▸ **CONSIGNE 1**
D'après le texte sur le parcours d'Amel, quelle proportion des vendeurs du secteur du prêt-à-porter sont des femmes ?
▸ **CONSIGNE 2**
Reprenez le texte sur le parcours d'Amel à la suite de sa dernière phrase.

▸ **TEXTE DE L'EXERCICE**
# # # #

Après avoir travaillé dans une variété d’enseignes, allant de la lingerie aux boutiques haut de gamme, Amel rentrait chez elle tous les soirs avec de graves douleurs aux jambes dues à une station debout prolongée. Avant même d’avoir 20 ans, elle a commencé à avoir mal dans les bras, les épaules, et les côtes, des douleurs qui ont finalement persisté. Son environnement de travail, qui ne disposait pas de fenêtres et donc de lumière naturelle, a perturbé son rythme biologique et a progressivement impacté sa vision.

Dans le secteur du prêt-à-porter, où 88% des vendeurs sont des femmes, les difficultés de cette profession sont souvent sous-estimées, déclare Amel. Certaines personnes peuvent penser que c’est une profession facile, voire simple, mais elles devraient expérimenter le fait de porter des colis pesant quatre fois leur poids pendant des heures, insiste-t-elle. Exténuée, Amel a récemment quitté le secteur du prêt-à-porter pour s’orienter vers l’optique.

# # # #

▸ **EXTRAITS DE DONNÉES**

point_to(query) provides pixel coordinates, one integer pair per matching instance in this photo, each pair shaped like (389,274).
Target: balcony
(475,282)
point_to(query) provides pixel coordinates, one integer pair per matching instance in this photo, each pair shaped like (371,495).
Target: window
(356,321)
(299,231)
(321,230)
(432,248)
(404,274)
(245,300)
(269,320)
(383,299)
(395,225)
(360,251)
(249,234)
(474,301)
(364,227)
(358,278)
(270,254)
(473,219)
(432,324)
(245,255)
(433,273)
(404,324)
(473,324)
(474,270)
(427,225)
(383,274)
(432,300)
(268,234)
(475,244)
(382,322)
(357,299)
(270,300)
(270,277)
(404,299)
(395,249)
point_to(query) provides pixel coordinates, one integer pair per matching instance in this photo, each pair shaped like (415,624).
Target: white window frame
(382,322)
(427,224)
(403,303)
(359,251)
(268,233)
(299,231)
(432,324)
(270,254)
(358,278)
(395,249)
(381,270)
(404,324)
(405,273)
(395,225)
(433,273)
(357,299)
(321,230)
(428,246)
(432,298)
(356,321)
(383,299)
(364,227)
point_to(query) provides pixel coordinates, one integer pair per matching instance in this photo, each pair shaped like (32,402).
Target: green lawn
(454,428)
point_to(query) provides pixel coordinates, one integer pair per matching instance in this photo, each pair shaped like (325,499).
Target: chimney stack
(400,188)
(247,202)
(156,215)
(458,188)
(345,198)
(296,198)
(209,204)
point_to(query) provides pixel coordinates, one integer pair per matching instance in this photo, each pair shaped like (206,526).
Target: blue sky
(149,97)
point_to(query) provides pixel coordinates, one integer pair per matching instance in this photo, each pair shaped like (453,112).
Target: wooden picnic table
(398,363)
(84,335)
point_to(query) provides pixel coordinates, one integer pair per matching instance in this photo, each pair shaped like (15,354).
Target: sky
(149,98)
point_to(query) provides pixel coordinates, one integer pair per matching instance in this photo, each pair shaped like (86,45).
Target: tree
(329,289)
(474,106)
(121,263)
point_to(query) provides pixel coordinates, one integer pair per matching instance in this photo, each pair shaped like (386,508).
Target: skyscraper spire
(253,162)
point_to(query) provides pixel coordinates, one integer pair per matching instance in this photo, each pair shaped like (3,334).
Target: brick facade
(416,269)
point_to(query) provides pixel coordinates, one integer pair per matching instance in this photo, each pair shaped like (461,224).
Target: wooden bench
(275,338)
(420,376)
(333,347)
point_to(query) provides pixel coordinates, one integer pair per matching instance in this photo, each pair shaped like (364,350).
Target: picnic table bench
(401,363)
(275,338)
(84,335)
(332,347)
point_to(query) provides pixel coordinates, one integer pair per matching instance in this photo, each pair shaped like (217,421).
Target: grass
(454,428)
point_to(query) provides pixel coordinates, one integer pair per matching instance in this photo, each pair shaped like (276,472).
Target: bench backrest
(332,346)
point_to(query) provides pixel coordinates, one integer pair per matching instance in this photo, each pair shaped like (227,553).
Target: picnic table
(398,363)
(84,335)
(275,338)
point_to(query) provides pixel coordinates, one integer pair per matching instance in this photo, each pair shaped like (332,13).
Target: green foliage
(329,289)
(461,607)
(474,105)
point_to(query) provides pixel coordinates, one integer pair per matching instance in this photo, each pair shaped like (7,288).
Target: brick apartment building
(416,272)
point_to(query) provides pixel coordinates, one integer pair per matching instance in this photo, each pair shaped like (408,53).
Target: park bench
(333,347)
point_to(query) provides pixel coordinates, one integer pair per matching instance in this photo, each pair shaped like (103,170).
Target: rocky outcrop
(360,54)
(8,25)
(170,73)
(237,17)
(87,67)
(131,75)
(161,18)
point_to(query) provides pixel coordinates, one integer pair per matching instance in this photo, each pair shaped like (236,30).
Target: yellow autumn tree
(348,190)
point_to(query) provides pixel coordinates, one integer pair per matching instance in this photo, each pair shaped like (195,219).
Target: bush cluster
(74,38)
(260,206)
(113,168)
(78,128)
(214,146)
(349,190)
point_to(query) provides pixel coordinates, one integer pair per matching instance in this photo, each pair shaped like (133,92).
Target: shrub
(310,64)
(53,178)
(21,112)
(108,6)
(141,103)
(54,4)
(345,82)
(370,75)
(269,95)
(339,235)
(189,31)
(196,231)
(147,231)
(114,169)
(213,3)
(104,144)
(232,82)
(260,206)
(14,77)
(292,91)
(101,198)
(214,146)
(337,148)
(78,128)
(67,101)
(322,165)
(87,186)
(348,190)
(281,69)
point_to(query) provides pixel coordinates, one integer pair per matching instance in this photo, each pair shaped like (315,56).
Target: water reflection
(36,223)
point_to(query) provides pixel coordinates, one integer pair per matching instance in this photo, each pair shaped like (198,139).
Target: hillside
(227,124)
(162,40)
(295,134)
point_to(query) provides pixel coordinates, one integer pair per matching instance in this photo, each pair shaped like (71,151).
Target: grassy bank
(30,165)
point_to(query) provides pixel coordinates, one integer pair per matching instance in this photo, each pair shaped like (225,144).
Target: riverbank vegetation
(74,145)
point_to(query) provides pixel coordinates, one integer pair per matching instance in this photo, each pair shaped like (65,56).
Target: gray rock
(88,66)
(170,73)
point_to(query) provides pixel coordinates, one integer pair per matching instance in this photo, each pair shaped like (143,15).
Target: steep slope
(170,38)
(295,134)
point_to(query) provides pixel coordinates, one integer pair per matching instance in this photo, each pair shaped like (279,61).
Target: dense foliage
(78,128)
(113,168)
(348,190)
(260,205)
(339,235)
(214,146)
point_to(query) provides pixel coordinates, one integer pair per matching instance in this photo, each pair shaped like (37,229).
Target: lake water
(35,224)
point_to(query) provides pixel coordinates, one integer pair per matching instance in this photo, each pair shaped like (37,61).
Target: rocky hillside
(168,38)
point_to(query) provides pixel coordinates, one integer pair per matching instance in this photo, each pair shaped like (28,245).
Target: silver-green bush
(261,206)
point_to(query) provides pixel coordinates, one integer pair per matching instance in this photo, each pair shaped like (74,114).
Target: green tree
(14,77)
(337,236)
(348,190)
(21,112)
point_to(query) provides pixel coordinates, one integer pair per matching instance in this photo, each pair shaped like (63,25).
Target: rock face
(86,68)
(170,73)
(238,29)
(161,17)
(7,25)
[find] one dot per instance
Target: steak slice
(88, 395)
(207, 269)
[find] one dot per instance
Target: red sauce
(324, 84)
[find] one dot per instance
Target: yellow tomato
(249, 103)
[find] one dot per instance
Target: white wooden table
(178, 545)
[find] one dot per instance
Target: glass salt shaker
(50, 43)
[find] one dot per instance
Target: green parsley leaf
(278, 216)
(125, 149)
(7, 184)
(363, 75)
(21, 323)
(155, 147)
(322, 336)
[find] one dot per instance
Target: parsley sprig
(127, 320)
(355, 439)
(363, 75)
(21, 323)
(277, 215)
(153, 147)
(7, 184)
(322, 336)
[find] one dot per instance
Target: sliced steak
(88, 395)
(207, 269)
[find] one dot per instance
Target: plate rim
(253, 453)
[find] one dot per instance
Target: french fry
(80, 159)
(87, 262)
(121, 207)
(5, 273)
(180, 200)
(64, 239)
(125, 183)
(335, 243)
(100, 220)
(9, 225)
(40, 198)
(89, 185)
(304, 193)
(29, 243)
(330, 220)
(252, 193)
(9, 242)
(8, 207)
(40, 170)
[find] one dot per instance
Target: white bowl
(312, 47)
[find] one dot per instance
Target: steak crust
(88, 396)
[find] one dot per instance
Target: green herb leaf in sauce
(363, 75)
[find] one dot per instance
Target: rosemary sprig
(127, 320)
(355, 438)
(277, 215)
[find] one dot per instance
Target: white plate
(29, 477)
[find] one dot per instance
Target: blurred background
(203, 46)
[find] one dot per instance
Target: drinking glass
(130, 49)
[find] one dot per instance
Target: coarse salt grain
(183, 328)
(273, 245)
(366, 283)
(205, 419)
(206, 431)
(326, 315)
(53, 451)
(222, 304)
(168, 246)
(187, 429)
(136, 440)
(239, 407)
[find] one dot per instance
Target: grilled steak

# # # #

▸ **ZONE DE RÉPONSE 1**
88 % des vendeurs du secteur du prêt-à-porter sont des femmes.

▸ **ZONE DE RÉPONSE 2**
De nombreux domaines de travail dominés par les femmes, comme la vente, la coiffure, l’esthétique et le secteur hôtelier, exposent souvent les employées jeunes aux risques physiques, bien qu’elles soient invisibles. La sociologue Fanny Renard, lors d’une étude sur les apprentis en mécanique automobile et coiffure, a relevé une pénibilité égale dans ces deux métiers. En coiffure, notamment, les travailleurs risquent des troubles musculo-squelettiques dus aux positions des bras et aux mouvements répétitifs, ainsi qu’à l’exposition quotidienne à des produits chimiques.

Les conditions précaires

Tifanny (qui préfère garder l’anonymat), aujourd’hui âgée de 31 ans, a souffert de tendinites récurrentes dès les premiers stades de sa carrière de coiffeuse. En travaillant dans un salon bon marché dans le Nord où elle a suivi une formation CAP puis BTS, elle a dû effectuer des shampooings, des coupes de cheveux et des brushings en série, gardant constamment les coudes en l’air pour tenir le sèche-cheveux et les ciseaux. Elle n’a pas toujours eu suffisamment de temps pour se positionner correctement ou se reposer, en effectuant « beaucoup d’heures supplémentaires ».